• PASSAGE GIVEN
Open alexcrichton opened 1 month ago
Thank you for this writeup! ❤️
This all looks great and makes sense to me, with one exception: I think it might make sense to start with something a bit more conservative instead of the compile
functionality. I was thinking about something that's actually if anything closer to dlopen
: the ability to say "give me a module based on this (to me) opaque identifier."
That way, hosts that don't want to expose compilation abilities can do so, and we could additionally provide a separate interface for doing actual compilation for environments where that makes sense.
That is of course very similar to your preopens
interface, but I think it's the for now better primitive to provide.
I'm thinking about something along these lines:
package wasi:module-loader;
interface loader {
enum error { /* ... */ }
load: func(id: string) -> result<module, error>;
// Optionally, we could add a way to get a list of known modules:
available-modules: func() -> list<string>;
}
the ability to say "give me a module based on this (to me) opaque identifier."
That's what the preopen API that Alex sketched is for.
FWIW I would bikeshed the name and suggest "precompiles" or something along those lines.
hosts that don't want to expose compilation abilities can do so
They can return an error instead of compiling anything, but we could always layer the compile
interface on top to extend this into a new world too.

• REQUEST
Indicate whether each statement agrees with the thread on the module loader, answering yes or no and quoting the deciding words: (a) the proposed load function takes a string identifier; (b) a host that does not wish to compile can return an error instead; (c) the thread proposes beginning with the compile functionality rather than something more conservative. The lines given after this text are drawn from a different source.

(Items for identifying locations)
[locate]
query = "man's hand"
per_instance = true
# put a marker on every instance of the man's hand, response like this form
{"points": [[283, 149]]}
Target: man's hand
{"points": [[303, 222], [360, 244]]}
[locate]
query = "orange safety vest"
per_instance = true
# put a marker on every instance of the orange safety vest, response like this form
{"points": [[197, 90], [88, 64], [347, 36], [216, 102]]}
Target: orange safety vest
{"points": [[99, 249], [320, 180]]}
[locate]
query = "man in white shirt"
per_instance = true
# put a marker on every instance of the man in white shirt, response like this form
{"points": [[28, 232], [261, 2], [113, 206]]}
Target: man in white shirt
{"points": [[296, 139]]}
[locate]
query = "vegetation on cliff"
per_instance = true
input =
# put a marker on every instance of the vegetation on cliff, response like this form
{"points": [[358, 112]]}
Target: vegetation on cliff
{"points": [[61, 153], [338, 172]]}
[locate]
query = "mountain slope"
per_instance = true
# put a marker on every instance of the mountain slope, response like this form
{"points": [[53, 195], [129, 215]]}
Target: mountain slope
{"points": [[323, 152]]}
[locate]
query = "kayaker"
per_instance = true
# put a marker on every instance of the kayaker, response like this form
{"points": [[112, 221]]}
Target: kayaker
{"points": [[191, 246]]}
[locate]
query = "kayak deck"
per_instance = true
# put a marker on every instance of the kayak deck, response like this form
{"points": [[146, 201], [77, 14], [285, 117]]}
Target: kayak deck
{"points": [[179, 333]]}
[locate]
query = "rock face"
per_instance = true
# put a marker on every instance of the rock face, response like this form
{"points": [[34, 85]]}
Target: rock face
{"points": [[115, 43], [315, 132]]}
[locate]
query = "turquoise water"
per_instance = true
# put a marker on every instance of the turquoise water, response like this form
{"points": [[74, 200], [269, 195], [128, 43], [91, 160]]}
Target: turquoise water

• ANSWER TO THE PROBLEM
(a) Yes: "load: func(id: string) -> result<module, error>;"
(b) Yes: "They can return an error instead of compiling anything"
(c) No: "start with something a bit more conservative instead of the compile"